-------- TESTO ESTRATTO --------
ATTUALITA’: ENERGIA – LE FONTI RINNOVABILI / Aumenta il numero delle aziende interessate. E dei pannelli installati. Grazie anche agli incentivi statali. Così l’Italia scopre un nuovo business: quello del fotovoltaico.
Un paese baciato dal sole che al sole si affida: uffici pubblici, caserme, carceri e ospedali alimentati dai pannelli solari, ville autosufficienti che rivendono l’energia in eccesso, centrali fotovoltaiche a zero emissioni. È questa l’Italia del futuro per chi crede nelle potenzialità dell’energia solare. E su questa grande speranza nel nostro Paese sta montando un business. Basti chiedere a quelli del Gifi, Gruppo imprese fotovoltaiche italiane. I loro telefoni squillano ogni giorno con richieste di piccoli imprenditori che vogliono capire come entrare nell’affare. Le cifre parlano chiaro: dal 1999 al 2007 il numero delle aziende è quasi triplicato (da 46 a 130) e il loro fatturato è passato da circa 25 milioni di euro agli attuali 520. Per non parlare dei posti di lavoro creati, da 220 a 1.700. E non è che l’inizio.
Secondo le stime del Gestore dei servizi elettrici (Gse) il tasso di crescita sta rapidamente aumentando: quest’anno si prevede l’installazione di impianti per 150-200 megawatt, ossia quasi il doppio dell’intera produzione attuale (intorno ai 100). “Tutta energia pulita, nessuna emissione d’anidride carbonica”, esulta Edoardo Zanchini, responsabile energia e territorio di Legambiente: “I vantaggi dello sviluppo del mercato fotovoltaico stanno nel fatto che si riduce la domanda di elettricità da fonti inquinanti”.
L’esplosione del fotovoltaico non è un fenomeno spontaneo, ma s’iscrive nella più ampia politica energetica italiana, sia a livello europeo che nazionale. Da un lato il nostro Paese si è impegnato con Bruxelles per portare entro il 2020 il consumo di energie rinnovabili al 17 per cento rispetto al 5,2 del 2005. Dall’altro la Finanziaria 2008 ha previsto una serie di misure in favore delle rinnovabili, dalle detrazioni fiscali agli incentivi alla produzione.
Per il boom, insomma, ci sono tutte le premesse. Più che a una forte coscienza verde degli italiani, tuttavia, qui c’entrano i finanziamenti statali (oggi i più vantaggiosi d’Europa), che per il 2016 puntano a una produzione nazionale di 3 mila mw, e continueranno a garantire incentivi almeno fino a quota 1.200. L’obiettivo è sviluppare il mercato italiano, lo strumento è il cosiddetto ‘nuovo conto energia’, che dal febbraio 2007 ha soppiantato quello datato 2005-2006, nonché i vecchi incentivi in conto capitale. Semplificandone le regole, e dunque facilitando l’accesso. Ecco come stanno le cose. Incentivi costanti per 20 anni a chi installa un impianto (proporzionali alla sua produzione) che si concretizzano nel fatto che ogni singolo kw prodotto, anche se consumato in proprio, viene pagato dal Gse a un prezzo quasi triplo (36-49 centesimo di euro) rispetto a quello di mercato (18 centesimi). Si tratta di valori validi per il 2008, che andranno poi a calare con cadenza del 2 per cento nei prossimi anni. A questo finanziamento (che serve a ripagarsi l’impianto) si aggiunge il risparmio energetico in sé. E se poi produci più di quanto consumi l’Enel te lo scala dai conti futuri, mentre se produci di meno, paghi solo la differenza sulla bolletta.
-------- RIGHE FORNITE --------
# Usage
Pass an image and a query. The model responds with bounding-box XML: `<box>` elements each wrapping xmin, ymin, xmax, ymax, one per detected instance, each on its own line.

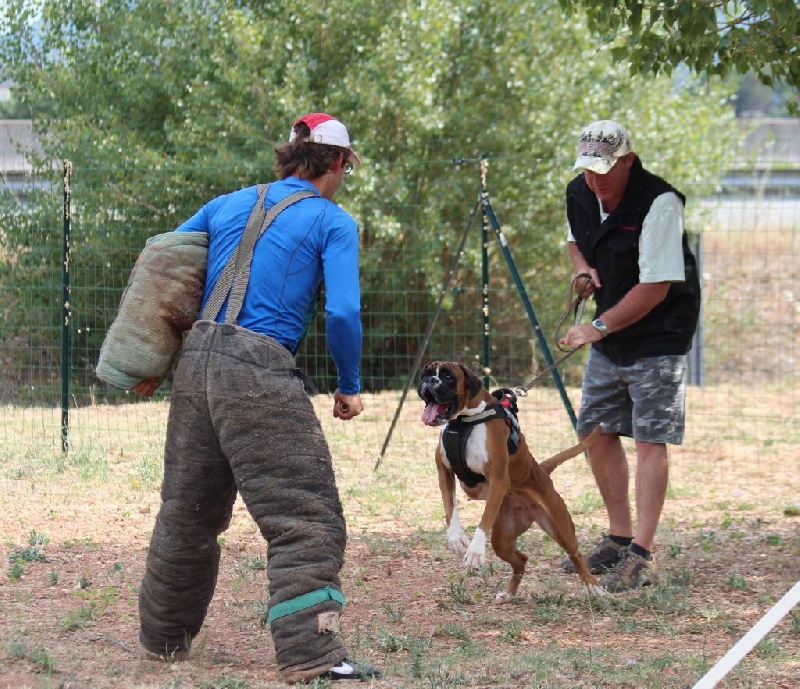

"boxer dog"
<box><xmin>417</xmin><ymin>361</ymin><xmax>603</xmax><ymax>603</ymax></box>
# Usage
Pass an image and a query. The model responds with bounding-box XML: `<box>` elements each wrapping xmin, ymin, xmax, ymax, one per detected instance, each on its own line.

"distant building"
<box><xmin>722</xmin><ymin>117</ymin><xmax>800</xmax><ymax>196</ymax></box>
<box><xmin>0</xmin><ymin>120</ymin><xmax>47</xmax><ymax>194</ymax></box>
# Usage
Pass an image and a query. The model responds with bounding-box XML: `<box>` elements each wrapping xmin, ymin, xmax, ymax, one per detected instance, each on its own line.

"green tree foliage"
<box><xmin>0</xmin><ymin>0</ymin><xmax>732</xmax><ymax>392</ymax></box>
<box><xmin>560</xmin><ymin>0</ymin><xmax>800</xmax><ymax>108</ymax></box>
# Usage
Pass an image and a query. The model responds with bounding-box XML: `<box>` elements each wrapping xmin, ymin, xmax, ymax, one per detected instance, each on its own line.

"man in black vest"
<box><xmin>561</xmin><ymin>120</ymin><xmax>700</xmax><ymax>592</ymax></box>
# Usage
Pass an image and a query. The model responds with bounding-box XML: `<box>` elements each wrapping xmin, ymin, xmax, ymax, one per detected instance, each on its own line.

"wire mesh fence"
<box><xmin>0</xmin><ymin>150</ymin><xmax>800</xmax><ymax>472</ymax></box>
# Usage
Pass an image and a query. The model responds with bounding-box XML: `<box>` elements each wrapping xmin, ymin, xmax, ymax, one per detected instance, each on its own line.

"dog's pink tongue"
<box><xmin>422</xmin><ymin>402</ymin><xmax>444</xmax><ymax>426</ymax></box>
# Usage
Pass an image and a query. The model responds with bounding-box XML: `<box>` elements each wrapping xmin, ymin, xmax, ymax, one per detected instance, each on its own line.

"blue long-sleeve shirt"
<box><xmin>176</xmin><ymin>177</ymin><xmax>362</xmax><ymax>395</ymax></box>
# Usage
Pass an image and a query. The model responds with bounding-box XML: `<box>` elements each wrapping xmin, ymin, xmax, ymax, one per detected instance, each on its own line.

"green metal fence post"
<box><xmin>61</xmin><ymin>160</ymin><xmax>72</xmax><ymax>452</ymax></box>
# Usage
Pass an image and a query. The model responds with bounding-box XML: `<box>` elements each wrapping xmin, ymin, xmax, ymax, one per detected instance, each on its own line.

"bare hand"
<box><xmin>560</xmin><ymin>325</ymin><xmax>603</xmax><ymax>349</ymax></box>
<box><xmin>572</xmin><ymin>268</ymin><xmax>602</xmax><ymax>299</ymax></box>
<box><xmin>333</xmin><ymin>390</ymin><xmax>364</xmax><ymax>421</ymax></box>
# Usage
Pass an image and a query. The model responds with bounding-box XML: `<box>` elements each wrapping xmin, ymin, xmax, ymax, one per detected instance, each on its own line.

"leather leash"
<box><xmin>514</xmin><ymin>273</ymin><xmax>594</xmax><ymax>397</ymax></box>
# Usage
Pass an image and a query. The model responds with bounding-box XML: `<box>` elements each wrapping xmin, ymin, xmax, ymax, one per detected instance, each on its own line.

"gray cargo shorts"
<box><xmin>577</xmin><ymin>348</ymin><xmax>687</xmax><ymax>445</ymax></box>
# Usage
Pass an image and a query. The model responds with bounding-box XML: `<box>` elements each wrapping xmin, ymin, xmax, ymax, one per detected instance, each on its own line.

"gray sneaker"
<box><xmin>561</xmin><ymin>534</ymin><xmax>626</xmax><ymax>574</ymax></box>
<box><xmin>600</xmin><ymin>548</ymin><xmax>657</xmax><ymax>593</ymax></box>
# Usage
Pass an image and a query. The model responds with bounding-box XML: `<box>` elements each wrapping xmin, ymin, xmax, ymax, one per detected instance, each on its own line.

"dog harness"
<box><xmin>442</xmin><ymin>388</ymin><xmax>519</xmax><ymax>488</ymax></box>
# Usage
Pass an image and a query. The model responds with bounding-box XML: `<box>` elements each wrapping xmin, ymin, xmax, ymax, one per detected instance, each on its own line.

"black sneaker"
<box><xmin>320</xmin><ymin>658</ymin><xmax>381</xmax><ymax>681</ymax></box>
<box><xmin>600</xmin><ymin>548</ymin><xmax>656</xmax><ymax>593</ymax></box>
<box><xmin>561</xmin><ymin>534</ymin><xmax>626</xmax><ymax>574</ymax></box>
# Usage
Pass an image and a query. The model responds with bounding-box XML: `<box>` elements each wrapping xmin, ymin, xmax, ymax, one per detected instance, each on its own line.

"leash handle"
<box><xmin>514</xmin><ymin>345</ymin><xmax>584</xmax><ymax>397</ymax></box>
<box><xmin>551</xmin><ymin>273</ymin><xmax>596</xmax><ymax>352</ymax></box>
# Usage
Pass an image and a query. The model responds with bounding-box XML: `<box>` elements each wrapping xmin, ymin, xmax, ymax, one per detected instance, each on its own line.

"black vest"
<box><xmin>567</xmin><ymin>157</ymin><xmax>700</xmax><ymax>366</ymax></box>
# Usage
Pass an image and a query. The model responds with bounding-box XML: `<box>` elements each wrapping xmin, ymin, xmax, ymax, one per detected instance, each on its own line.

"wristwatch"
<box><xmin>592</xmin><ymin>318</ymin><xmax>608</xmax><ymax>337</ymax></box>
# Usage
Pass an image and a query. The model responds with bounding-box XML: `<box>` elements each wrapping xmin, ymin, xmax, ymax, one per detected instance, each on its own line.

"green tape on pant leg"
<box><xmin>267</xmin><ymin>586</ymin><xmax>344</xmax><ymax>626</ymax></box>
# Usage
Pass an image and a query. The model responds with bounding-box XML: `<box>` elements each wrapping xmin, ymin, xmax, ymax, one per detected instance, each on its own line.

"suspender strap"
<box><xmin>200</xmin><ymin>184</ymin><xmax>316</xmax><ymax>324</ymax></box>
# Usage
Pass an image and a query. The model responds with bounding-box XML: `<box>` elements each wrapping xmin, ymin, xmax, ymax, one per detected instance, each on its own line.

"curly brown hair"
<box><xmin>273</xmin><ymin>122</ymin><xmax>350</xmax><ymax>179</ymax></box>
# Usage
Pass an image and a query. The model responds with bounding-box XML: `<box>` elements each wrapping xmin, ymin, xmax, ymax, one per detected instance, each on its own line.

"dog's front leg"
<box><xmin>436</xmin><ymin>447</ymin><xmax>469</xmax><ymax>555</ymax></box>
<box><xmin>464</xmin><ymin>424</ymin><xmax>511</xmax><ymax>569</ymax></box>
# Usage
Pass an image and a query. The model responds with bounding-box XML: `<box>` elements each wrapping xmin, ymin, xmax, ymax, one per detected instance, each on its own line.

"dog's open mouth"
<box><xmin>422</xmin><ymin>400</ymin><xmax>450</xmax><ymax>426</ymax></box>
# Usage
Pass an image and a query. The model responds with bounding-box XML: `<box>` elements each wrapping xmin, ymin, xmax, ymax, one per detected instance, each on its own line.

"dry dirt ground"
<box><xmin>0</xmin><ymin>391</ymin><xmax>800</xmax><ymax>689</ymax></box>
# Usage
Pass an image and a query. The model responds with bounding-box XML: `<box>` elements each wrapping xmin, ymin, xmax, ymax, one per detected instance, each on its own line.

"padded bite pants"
--------
-------- RIGHE FORNITE --------
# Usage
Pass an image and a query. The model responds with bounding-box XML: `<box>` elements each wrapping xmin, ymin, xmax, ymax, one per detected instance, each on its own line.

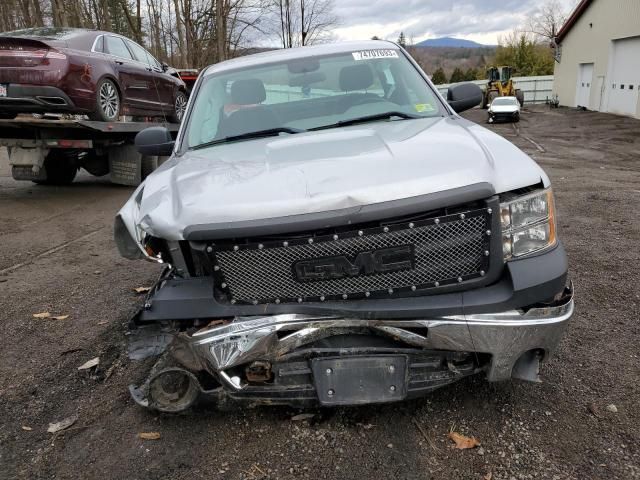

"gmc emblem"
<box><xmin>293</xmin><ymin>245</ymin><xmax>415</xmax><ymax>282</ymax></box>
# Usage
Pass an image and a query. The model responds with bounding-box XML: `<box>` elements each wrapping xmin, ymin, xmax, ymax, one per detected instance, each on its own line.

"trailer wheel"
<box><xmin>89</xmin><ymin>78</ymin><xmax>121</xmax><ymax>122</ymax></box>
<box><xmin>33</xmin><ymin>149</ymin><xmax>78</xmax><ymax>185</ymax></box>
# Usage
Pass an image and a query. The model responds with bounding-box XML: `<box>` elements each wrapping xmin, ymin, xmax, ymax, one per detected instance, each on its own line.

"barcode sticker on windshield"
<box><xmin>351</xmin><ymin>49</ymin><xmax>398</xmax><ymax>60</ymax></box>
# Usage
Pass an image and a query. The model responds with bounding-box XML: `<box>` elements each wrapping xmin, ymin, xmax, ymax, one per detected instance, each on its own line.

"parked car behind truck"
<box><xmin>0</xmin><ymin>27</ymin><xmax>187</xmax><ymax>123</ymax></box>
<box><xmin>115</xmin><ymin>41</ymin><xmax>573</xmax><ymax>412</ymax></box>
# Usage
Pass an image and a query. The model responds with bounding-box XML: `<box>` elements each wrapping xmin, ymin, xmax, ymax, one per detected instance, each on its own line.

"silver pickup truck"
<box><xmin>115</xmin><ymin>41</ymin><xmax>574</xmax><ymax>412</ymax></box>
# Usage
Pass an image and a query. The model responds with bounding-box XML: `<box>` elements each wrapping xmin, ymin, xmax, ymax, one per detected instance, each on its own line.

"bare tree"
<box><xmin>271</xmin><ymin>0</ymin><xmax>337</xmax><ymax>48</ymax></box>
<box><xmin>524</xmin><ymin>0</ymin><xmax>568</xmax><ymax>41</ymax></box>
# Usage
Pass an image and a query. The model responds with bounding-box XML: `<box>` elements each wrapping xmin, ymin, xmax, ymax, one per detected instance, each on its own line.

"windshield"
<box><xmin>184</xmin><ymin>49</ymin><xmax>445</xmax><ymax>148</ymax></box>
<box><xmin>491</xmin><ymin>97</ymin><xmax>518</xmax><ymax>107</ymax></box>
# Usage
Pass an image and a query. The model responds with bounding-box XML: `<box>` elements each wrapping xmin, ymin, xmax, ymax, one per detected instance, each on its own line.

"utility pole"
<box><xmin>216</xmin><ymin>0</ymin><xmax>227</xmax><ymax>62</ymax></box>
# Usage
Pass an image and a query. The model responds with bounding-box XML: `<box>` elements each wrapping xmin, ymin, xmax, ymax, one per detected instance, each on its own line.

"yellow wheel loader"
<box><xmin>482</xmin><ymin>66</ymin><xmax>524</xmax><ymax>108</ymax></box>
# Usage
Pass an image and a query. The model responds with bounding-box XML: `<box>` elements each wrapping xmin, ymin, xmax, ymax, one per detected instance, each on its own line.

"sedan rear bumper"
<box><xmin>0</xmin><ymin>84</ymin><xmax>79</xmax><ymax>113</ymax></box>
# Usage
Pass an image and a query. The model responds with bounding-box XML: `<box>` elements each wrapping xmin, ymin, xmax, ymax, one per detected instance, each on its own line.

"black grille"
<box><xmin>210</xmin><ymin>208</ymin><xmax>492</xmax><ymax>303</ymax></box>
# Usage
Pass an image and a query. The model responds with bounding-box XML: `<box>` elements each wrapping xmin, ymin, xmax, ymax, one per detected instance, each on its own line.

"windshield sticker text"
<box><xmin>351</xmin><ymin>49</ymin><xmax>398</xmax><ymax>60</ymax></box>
--------
COMPITI DA SVOLGERE:
• a. Riscrivi come elenco puntato il paragrafo dell'articolo sul fotovoltaico che comincia con «L'esplosione del fotovoltaico non è un fenomeno spontaneo», mantenendo i fatti principali.
• b. Porta avanti l'articolo sul fotovoltaico dal punto in cui si interrompe.

RISULTATI:
• a.
- La crescita del fotovoltaico non è spontanea: rientra nella politica energetica italiana, a livello sia europeo sia nazionale.
- Con Bruxelles l'Italia si è impegnata a portare entro il 2020 il consumo di energie rinnovabili al 17 per cento, contro il 5,2 del 2005.
- La Finanziaria 2008 ha previsto varie misure a favore delle rinnovabili, dalle detrazioni fiscali agli incentivi alla produzione.

• b.
Ma questi incentivi chi li paga? È proprio sulle nostre bollette che bisogna andare a cercare la chiave di volta di tutta questa struttura: alla vocina A3, che a ben vedere rappresenta il 10 per cento della tariffa media nazionale (nel 2006 pari a 3,5 miliardi di euro). Piccola voce, grande serbatoio, al quale si va ad attingere per favorire le energie rinnovabili (inclusa quella solare, che a onor del vero ne beneficia in minima parte) così come le cosiddette ‘assimilate’ (fra le quali fumi di scarico e combustibili fossili, che finora l’hanno fatta da padrone).
Chi saranno i protagonisti di questa nuova corsa all’oro solare? Il Gse fornisce un quadro aggiornato. Alla fine del 2007 la potenza fotovoltaica installata in Italia con il conto energia era intorno ai 65 mw. Al 9 gennaio 2008, poi, si parla di 2.306 nuovi impianti appena nati. Prevalentemente di piccola taglia, visto che il 98 per cento si colloca fra 1 e 20 kw: si tenga conto che un impianto da 3 kilowatt è quello che mediamente servirebbe a una famiglia. A volte, invece, sono i capannoni delle industrie o dei centri commerciali, piuttosto che i tetti dei condomini, a far da specchio al sole.
O, su scala più ampia, terreni abbandonati o incolti verso i quali, in varie regioni d’Italia, si segnala un improvviso risveglio di interesse. In prospettiva, il filone più corposo della miniera è infatti rappresentato dalle grandi centrali multi-megawatt che approfittano dell’elevata radiazione solare disponibile nel Paese, ricoprendo vaste superfici con fitte schiere di pannelli (per un megawatt, che ‘illumina’ quasi 500 famiglie, occorrono l’equivalente di due campi di calcio). È un filone al quale secondo il Gse si andrà ad attingere soprattutto a partire da quest’anno, ma che già oggi di centrali ne conta ben 23, per una potenza complessiva di 16,3 mw. In crescita.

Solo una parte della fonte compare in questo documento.